### ÜBUNGSTEXT
++++++
Rezension

Die unschönen Seiten des Lebens.

Stories -

Stories
von Joy Williams

Bewertet mit 4 Sternen

Ich mochte Kurzgeschichten - dann eine Zeitlang gar nicht - jetzt mag ich sie wieder!

Joy Williams, Shortwriterin, geb. 1944 in den USA, ist hierzulande kaum bekannt. Ihre Shortstories sind jedoch in den Staaten mit Preisen ausgezeichnet worden. Bei der Veröffentlichung mag geholfen haben, dass ihr Ehemann selber Autor und Herausgeber gewesen ist, somit hatte sie einen Fuß in der Tür zum Literaturbetrieb. Was mich betrifft, zweifle ich daran, dass ihre Geschichten es auch ohne Beziehungen in das Licht der Welt beziehungweise in das Licht der Öffentlichkeit geschafft hätten. Aber wer weiß.
Ihre Geschichten sind exzentrisch und morbide. Sie handeln von Menschen, die in ungewöhnlichen Konstellationen leben oder ungewöhnliche Dinge tun, jedoch beginnen sie stets in einem Kontext, der durchaus der Realität entsprechen könnte.
++++++
### Gespeicherte Dateneinträge
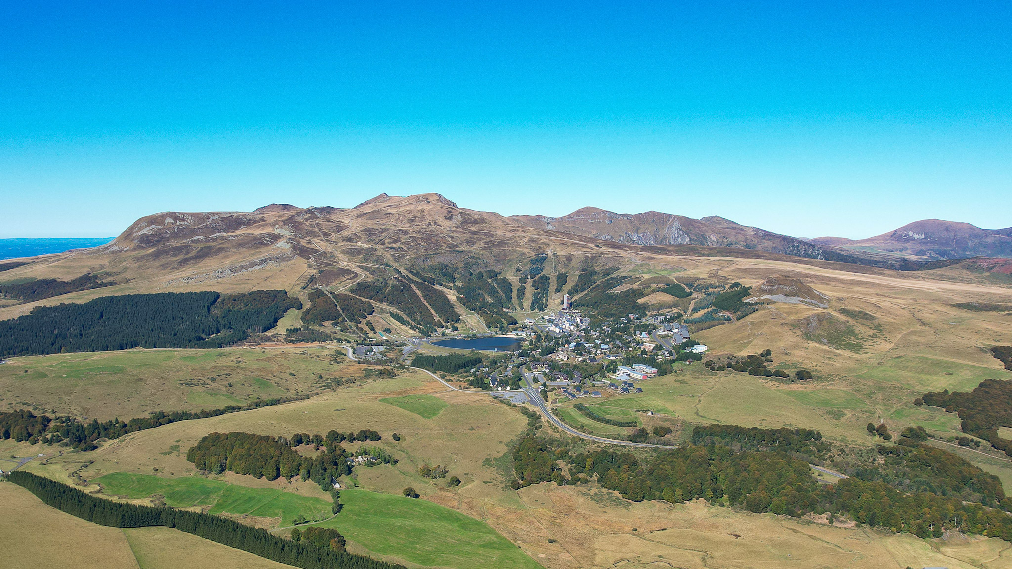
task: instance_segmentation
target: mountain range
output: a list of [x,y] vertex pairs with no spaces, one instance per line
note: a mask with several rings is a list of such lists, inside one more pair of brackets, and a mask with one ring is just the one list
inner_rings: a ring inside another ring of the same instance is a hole
[[942,220],[922,220],[867,239],[818,237],[816,245],[874,251],[914,259],[1012,256],[1012,227],[981,229]]
[[[534,264],[553,273],[577,272],[651,255],[845,262],[910,270],[924,268],[923,261],[933,259],[1012,256],[1010,242],[1008,229],[981,230],[950,222],[918,222],[862,241],[805,240],[720,217],[695,220],[594,208],[559,218],[505,217],[459,208],[438,193],[382,193],[350,209],[275,204],[249,213],[156,214],[141,218],[100,247],[6,263],[0,270],[4,281],[70,280],[91,274],[116,283],[107,294],[208,286],[287,290],[350,287],[392,270],[432,264],[520,275],[535,272]],[[954,261],[935,265],[939,262]],[[999,262],[997,268],[982,265],[974,270],[1005,272],[1010,263]]]

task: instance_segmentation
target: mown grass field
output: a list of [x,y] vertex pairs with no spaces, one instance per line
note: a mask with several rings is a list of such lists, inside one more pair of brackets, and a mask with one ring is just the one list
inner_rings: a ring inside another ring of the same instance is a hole
[[277,517],[279,525],[289,525],[297,516],[323,519],[331,515],[331,502],[273,488],[249,488],[194,476],[159,478],[147,474],[114,472],[93,480],[109,496],[131,499],[164,497],[173,507],[210,506],[210,513],[235,513]]
[[292,567],[171,527],[122,530],[140,569],[285,569]]
[[11,482],[0,482],[0,566],[139,569],[119,530],[50,507]]
[[460,569],[539,565],[488,523],[427,500],[351,489],[344,509],[322,523],[375,554]]
[[446,402],[428,394],[402,395],[400,397],[385,397],[380,401],[400,407],[409,413],[414,413],[423,419],[432,419],[446,408]]
[[0,411],[109,419],[218,409],[324,388],[361,367],[327,348],[131,349],[12,357],[0,365]]

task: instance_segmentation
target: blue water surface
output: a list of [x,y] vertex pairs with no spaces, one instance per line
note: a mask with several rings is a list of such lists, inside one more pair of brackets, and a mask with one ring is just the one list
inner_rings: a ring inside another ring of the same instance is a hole
[[15,237],[0,239],[0,260],[98,247],[105,245],[112,239],[112,237]]

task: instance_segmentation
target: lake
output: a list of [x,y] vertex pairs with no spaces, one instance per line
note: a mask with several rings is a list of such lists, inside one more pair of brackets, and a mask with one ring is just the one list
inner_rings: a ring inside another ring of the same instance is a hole
[[449,338],[432,342],[432,345],[454,349],[484,349],[488,351],[514,351],[520,349],[520,338],[493,336],[491,338]]

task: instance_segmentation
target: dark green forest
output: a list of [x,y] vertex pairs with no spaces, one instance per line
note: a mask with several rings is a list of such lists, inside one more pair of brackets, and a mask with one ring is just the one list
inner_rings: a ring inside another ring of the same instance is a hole
[[411,360],[415,368],[428,370],[430,372],[443,372],[445,374],[455,374],[460,370],[481,365],[482,356],[470,353],[450,353],[448,355],[416,355]]
[[302,308],[284,291],[159,293],[35,307],[0,321],[0,357],[133,347],[222,347]]
[[998,427],[1012,425],[1012,382],[984,380],[974,391],[925,393],[914,403],[922,402],[955,412],[961,419],[959,428],[979,436],[1012,457],[1012,440],[998,435]]
[[278,538],[266,530],[218,515],[97,498],[28,472],[15,471],[9,473],[7,479],[24,487],[47,505],[101,525],[175,527],[180,532],[304,569],[405,569],[403,565],[332,549],[329,543],[321,547],[312,540],[297,542]]
[[674,284],[668,284],[664,289],[661,289],[661,292],[664,293],[665,295],[671,295],[676,299],[687,299],[692,296],[692,293],[686,291],[685,287],[682,287],[678,282],[675,282]]
[[528,434],[514,446],[513,487],[594,479],[634,501],[705,498],[754,512],[846,514],[921,538],[957,530],[1012,541],[1012,500],[998,479],[909,436],[871,456],[836,454],[834,468],[849,477],[830,485],[818,483],[809,466],[834,452],[818,431],[710,425],[697,427],[692,439],[674,451],[634,454],[582,452]]

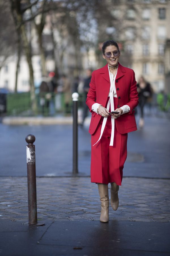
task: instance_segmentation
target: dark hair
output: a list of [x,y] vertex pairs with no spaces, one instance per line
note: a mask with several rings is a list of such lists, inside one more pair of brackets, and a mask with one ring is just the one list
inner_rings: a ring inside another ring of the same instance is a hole
[[116,42],[114,41],[113,40],[108,40],[107,41],[106,41],[103,43],[103,44],[102,47],[102,51],[103,54],[105,54],[105,51],[106,48],[108,46],[109,46],[109,45],[114,45],[117,48],[118,50],[119,51],[119,46]]

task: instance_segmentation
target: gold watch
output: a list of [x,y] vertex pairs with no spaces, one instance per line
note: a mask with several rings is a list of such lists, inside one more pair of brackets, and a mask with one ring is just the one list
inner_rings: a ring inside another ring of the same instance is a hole
[[101,106],[102,106],[102,105],[99,105],[98,107],[97,108],[97,114],[99,113],[99,108]]

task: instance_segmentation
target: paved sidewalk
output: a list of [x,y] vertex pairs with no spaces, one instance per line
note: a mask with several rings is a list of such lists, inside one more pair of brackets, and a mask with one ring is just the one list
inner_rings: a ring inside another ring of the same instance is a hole
[[[97,185],[90,178],[37,178],[37,183],[39,220],[99,220]],[[109,220],[169,222],[170,185],[169,179],[123,178],[119,207],[110,207]],[[27,178],[1,177],[0,191],[0,218],[27,222]]]

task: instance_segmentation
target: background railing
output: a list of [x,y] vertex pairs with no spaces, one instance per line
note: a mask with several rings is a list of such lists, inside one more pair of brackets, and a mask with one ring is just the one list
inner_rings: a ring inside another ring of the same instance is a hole
[[[66,102],[64,94],[54,92],[41,93],[36,95],[37,106],[36,113],[31,110],[29,92],[9,93],[7,95],[7,115],[30,116],[43,115],[52,116],[57,114],[69,115],[72,113],[72,101],[70,98]],[[83,107],[86,99],[79,94],[78,106]]]

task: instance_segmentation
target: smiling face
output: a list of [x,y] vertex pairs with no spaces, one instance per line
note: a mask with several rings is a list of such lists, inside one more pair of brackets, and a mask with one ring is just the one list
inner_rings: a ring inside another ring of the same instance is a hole
[[107,61],[109,66],[112,67],[115,67],[117,65],[119,59],[119,57],[120,53],[119,52],[118,56],[114,56],[113,52],[117,51],[118,49],[114,45],[109,45],[107,46],[105,51],[105,54],[106,53],[111,53],[111,55],[110,58],[107,58],[105,55],[103,54],[103,58],[105,59]]

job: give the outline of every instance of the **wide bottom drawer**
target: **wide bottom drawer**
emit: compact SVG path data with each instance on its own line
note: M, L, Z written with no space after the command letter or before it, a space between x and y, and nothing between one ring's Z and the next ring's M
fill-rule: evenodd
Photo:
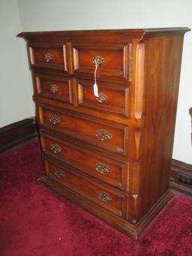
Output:
M122 193L113 191L83 176L68 171L58 163L48 160L44 160L44 162L46 173L51 179L118 216L126 215L127 197Z

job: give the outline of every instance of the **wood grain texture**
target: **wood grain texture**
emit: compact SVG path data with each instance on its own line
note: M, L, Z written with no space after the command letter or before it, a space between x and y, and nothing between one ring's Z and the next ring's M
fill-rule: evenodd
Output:
M38 136L35 118L16 122L0 128L0 152Z
M171 197L170 170L188 31L18 35L29 50L46 167L42 181L134 238ZM103 58L97 71L100 98L92 91L98 56ZM105 174L97 171L97 164Z

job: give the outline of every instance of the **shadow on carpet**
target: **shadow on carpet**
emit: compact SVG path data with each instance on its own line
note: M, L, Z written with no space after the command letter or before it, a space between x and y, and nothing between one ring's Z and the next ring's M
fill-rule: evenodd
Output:
M38 139L0 155L1 256L191 256L192 200L174 194L134 241L37 183Z

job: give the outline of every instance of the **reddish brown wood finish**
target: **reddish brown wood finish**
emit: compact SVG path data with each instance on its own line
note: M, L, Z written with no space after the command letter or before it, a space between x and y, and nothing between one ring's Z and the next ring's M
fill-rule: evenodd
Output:
M33 74L46 167L41 180L133 238L171 197L170 169L188 31L18 35L28 42ZM45 59L46 53L51 56ZM96 56L104 59L97 74L101 101L92 91ZM98 172L96 164L106 173ZM55 169L61 172L54 174ZM99 191L104 197L107 193L109 202L98 199Z

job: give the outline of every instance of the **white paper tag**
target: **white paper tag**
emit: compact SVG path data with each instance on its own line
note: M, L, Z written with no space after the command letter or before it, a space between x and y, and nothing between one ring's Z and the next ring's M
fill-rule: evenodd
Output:
M99 95L98 95L98 86L96 83L93 86L93 91L94 91L94 96L95 97L99 97Z

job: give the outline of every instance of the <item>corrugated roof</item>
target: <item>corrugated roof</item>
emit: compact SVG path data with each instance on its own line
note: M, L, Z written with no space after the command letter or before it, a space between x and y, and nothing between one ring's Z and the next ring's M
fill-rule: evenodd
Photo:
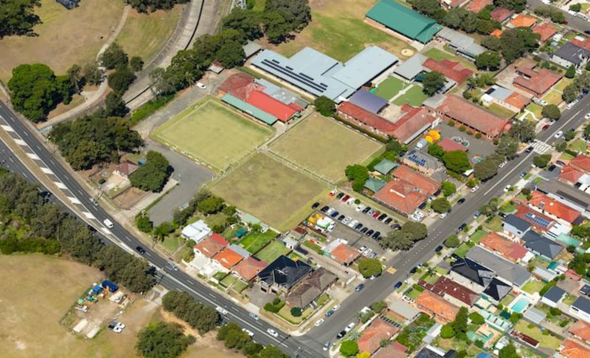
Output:
M434 19L393 0L380 0L366 17L424 44L430 41L441 28Z

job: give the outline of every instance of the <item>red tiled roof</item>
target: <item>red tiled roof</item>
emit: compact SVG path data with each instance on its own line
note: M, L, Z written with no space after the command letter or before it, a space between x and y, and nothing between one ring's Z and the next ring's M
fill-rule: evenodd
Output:
M529 65L519 66L516 68L516 72L519 74L524 74L529 78L525 78L522 75L516 76L512 83L536 94L545 93L563 77L547 68L541 68L536 71L531 68Z
M372 354L381 347L381 341L389 339L399 329L386 323L381 318L376 318L363 331L363 334L356 340L359 352L368 352Z
M585 172L590 172L590 156L585 155L579 155L570 160L568 165Z
M454 320L459 311L459 307L426 290L420 293L415 302L419 307L447 322Z
M470 306L473 306L479 298L475 292L447 277L439 278L432 285L431 291L447 294Z
M477 14L489 5L494 4L493 0L472 0L465 8L471 12Z
M467 147L461 145L450 138L443 138L442 140L437 143L437 145L442 148L442 150L445 152L453 152L454 150L467 151Z
M491 250L497 251L513 262L525 257L529 252L524 247L506 239L496 232L490 232L480 241L480 245Z
M510 24L514 27L530 27L535 25L536 22L537 18L519 14L516 17L510 21Z
M222 266L228 270L235 266L238 262L242 261L242 258L244 257L241 255L228 247L223 249L213 257L213 260L221 264Z
M491 18L499 22L503 22L506 19L512 16L514 10L509 10L506 8L496 8L490 12Z
M389 134L401 143L405 143L416 132L428 124L432 124L436 120L424 107L416 108L404 105L402 111L405 111L405 114L395 122L396 128Z
M388 134L396 128L393 122L348 101L342 102L338 106L338 110Z
M222 236L214 233L193 247L199 250L199 252L204 256L211 258L228 245L230 245L230 243L226 241Z
M590 341L590 324L580 320L571 326L568 330L569 333L579 337L586 341Z
M541 35L541 42L544 42L557 32L557 30L549 22L543 22L535 27L533 32Z
M428 195L434 195L441 188L440 182L424 176L407 165L400 165L391 173L391 175L406 180L408 183L412 183L421 192Z
M345 244L340 244L332 250L332 257L340 264L348 265L360 256L357 250Z
M447 96L437 109L462 124L493 137L502 133L509 122L509 120L456 96Z
M584 175L584 172L572 168L568 165L563 168L561 173L559 173L559 180L571 183L577 183L578 180Z
M566 358L588 358L590 350L578 344L571 339L566 339L561 343L559 353Z
M260 91L253 91L246 101L267 113L274 116L284 122L297 113L297 110Z
M473 74L473 71L466 68L459 63L447 59L437 61L434 58L428 58L422 65L432 71L440 72L445 77L451 78L457 83L463 82Z
M531 195L532 198L529 201L529 204L570 224L580 216L580 213L577 210L574 210L540 192L535 191L531 193Z
M251 256L236 265L232 270L247 282L255 277L258 272L268 265L264 261Z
++++++
### AUFGABE 1
In welchem Jahr wurde Joy Williams laut der Rezension geboren?
### AUFGABE 2
Schreiben Sie aus der Rezension alles von „Bewertet mit 4“ bis einschließlich „Realität entsprechen könnte.“ ab.

### ANTWORTBEREICH 1
1944

### ANTWORTBEREICH 2
Bewertet mit 4 Sternen

Ich mochte Kurzgeschichten - dann eine Zeitlang gar nicht - jetzt mag ich sie wieder!

Joy Williams, Shortwriterin, geb. 1944 in den USA, ist hierzulande kaum bekannt. Ihre Shortstories sind jedoch in den Staaten mit Preisen ausgezeichnet worden. Bei der Veröffentlichung mag geholfen haben, dass ihr Ehemann selber Autor und Herausgeber gewesen ist, somit hatte sie einen Fuß in der Tür zum Literaturbetrieb. Was mich betrifft, zweifle ich daran, dass ihre Geschichten es auch ohne Beziehungen in das Licht der Welt beziehungweise in das Licht der Öffentlichkeit geschafft hätten. Aber wer weiß.
Ihre Geschichten sind exzentrisch und morbide. Sie handeln von Menschen, die in ungewöhnlichen Konstellationen leben oder ungewöhnliche Dinge tun, jedoch beginnen sie stets in einem Kontext, der durchaus der Realität entsprechen könnte.